## JOB:
Copy out the items word for word, starting at the line containing "Locate grassy slope." and ending at the line containing "[300,0,328,83]", with both of those lines included. Leave the pictures out of your answer.

-=-=-=-=-

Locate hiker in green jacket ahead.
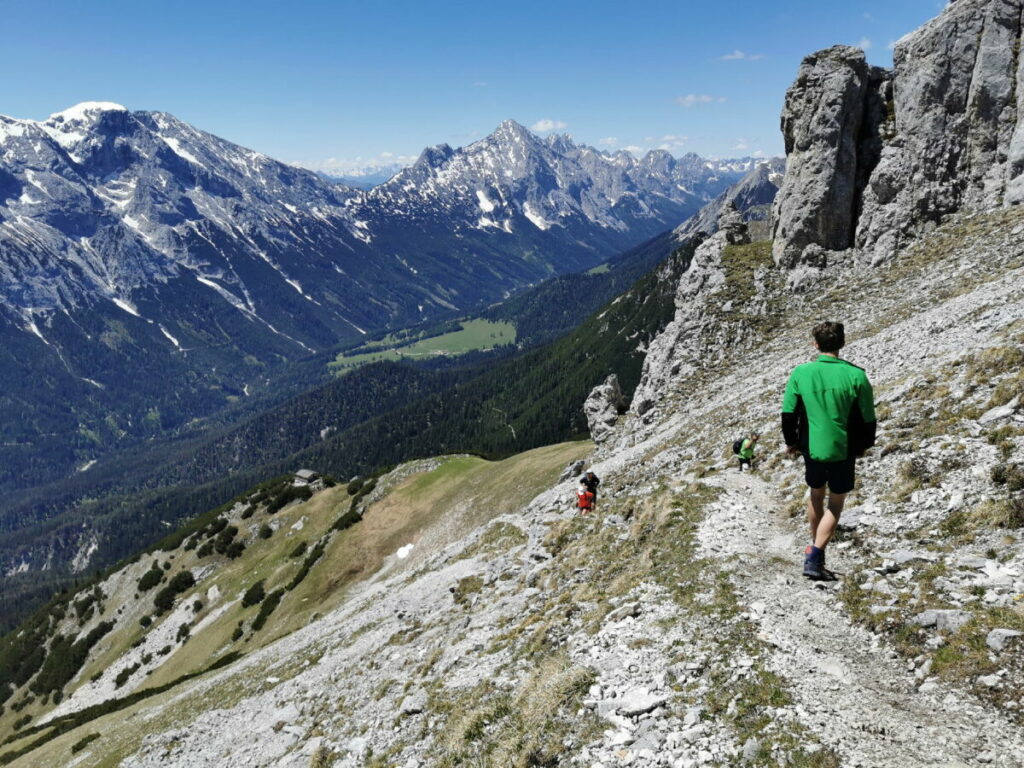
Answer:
[782,323,876,580]
[736,432,761,472]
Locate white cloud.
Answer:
[648,133,689,152]
[676,93,723,110]
[720,48,764,61]
[529,118,569,133]
[295,152,416,176]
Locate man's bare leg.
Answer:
[807,485,846,549]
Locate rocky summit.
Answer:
[774,0,1024,266]
[0,0,1024,768]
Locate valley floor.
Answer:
[12,210,1024,768]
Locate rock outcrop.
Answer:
[675,158,785,241]
[773,45,871,267]
[773,0,1024,267]
[583,374,627,444]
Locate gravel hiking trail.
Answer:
[698,471,1024,768]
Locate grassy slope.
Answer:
[329,319,516,373]
[0,441,592,766]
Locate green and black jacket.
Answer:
[782,354,877,462]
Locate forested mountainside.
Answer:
[0,102,754,489]
[0,156,776,623]
[0,233,695,630]
[0,0,1024,768]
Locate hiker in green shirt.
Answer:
[782,323,876,580]
[736,432,761,472]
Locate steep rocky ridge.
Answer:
[774,0,1024,265]
[0,102,752,505]
[4,3,1024,768]
[0,153,781,626]
[675,158,785,241]
[3,211,1024,768]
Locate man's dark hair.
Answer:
[811,322,846,353]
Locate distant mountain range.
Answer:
[0,102,756,488]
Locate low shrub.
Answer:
[242,579,266,608]
[136,560,164,592]
[253,589,285,632]
[71,733,99,755]
[114,664,140,688]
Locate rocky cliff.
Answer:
[773,0,1024,266]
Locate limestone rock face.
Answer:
[773,45,869,267]
[773,0,1024,267]
[857,0,1024,258]
[583,374,626,444]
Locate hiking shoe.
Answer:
[804,547,835,582]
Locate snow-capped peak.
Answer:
[46,101,128,123]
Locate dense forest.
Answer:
[0,236,695,629]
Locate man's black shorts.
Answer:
[804,454,856,494]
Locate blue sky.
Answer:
[0,0,944,171]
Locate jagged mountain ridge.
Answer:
[0,102,748,499]
[5,0,1024,768]
[0,102,750,329]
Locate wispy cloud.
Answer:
[529,118,569,133]
[657,133,689,152]
[676,93,726,110]
[720,48,764,61]
[295,152,416,176]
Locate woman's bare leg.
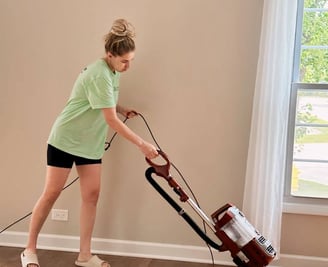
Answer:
[26,166,71,260]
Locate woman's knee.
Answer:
[82,189,100,205]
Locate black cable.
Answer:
[0,113,214,266]
[138,113,215,267]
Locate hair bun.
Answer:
[110,19,135,38]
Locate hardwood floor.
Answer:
[0,246,227,267]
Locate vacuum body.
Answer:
[145,151,276,267]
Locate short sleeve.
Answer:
[85,77,117,109]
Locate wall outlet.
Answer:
[51,209,68,221]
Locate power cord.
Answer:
[0,113,215,267]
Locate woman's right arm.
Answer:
[102,107,158,159]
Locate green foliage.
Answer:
[300,0,328,83]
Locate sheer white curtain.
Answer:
[243,0,297,253]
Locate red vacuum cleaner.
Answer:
[145,151,276,267]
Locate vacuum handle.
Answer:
[145,150,171,179]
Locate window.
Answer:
[285,0,328,211]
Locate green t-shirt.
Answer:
[48,59,120,159]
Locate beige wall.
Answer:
[0,0,327,256]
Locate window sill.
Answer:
[283,202,328,216]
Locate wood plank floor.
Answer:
[0,246,228,267]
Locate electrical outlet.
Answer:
[51,209,68,221]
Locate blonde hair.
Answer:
[105,19,135,56]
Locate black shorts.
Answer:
[47,144,101,168]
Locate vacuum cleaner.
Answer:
[145,150,276,267]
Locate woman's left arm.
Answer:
[116,105,138,119]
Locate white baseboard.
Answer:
[0,231,328,267]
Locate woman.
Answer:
[21,19,158,267]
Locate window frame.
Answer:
[283,0,328,215]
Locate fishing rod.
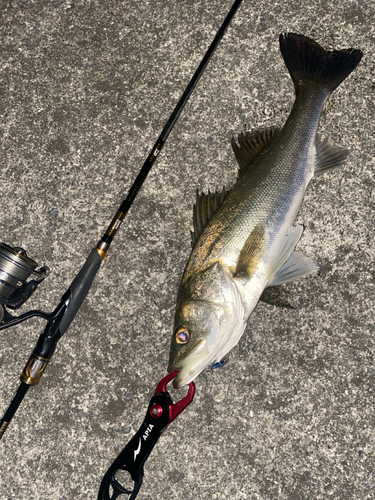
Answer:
[0,0,242,439]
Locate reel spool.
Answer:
[0,243,49,316]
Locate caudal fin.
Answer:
[280,33,362,92]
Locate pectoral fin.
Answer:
[234,223,267,278]
[267,252,318,286]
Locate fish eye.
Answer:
[174,326,190,344]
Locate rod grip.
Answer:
[59,248,102,335]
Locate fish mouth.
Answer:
[168,339,210,389]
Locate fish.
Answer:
[168,33,362,388]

-=-=-=-=-

## EXERCISE ANSWER:
Locate grassy slope.
Answer:
[329,319,516,373]
[0,441,592,766]
Locate green and black jacket.
Answer:
[782,354,877,462]
Locate forested mountainside.
Answer:
[0,102,754,489]
[0,156,776,623]
[0,233,695,630]
[0,0,1024,768]
Locate hiker in green shirt.
Answer:
[782,323,876,580]
[736,432,761,472]
Locate steep rocky ridge.
Answer:
[774,0,1024,265]
[0,102,752,505]
[4,3,1024,768]
[0,153,781,626]
[675,158,785,241]
[3,211,1024,768]
Locate man's dark hair.
Answer:
[811,322,846,353]
Locate distant mountain range.
Answer:
[0,102,756,488]
Locate low shrub.
Answer:
[242,579,266,608]
[136,560,164,592]
[253,589,285,632]
[71,733,99,755]
[114,664,140,688]
Locate rocky cliff.
Answer:
[773,0,1024,266]
Locate limestone rock face.
Answer:
[773,45,869,267]
[773,0,1024,267]
[857,0,1024,258]
[583,374,626,444]
Locate hiking shoe.
Answer:
[804,547,835,582]
Locate snow-capped peak.
Answer:
[46,101,128,123]
Locate dense forest.
Answer:
[0,236,695,629]
Locate man's black shorts.
Answer:
[804,454,856,494]
Locate blue sky.
Answer:
[0,0,944,171]
Locate jagged mountain ridge.
Answer:
[0,102,748,499]
[5,0,1024,768]
[0,102,750,329]
Locate wispy cloud.
Answer:
[529,118,569,133]
[657,133,689,152]
[676,93,726,110]
[720,48,764,61]
[295,152,416,176]
Locate woman's bare leg.
Answer:
[26,166,71,260]
Locate woman's knee.
Answer:
[82,189,100,205]
Locate black cable.
Answer:
[0,113,214,266]
[138,113,215,267]
Locate hair bun.
Answer:
[110,19,135,38]
Locate hardwood floor.
Answer:
[0,246,227,267]
Locate vacuum body.
Answer:
[145,151,276,267]
Locate short sleeve.
Answer:
[85,77,117,109]
Locate wall outlet.
Answer:
[51,209,68,221]
Locate power cord.
Answer:
[0,113,215,267]
Locate woman's right arm.
Answer:
[102,107,158,159]
Locate green foliage.
Answer:
[300,0,328,83]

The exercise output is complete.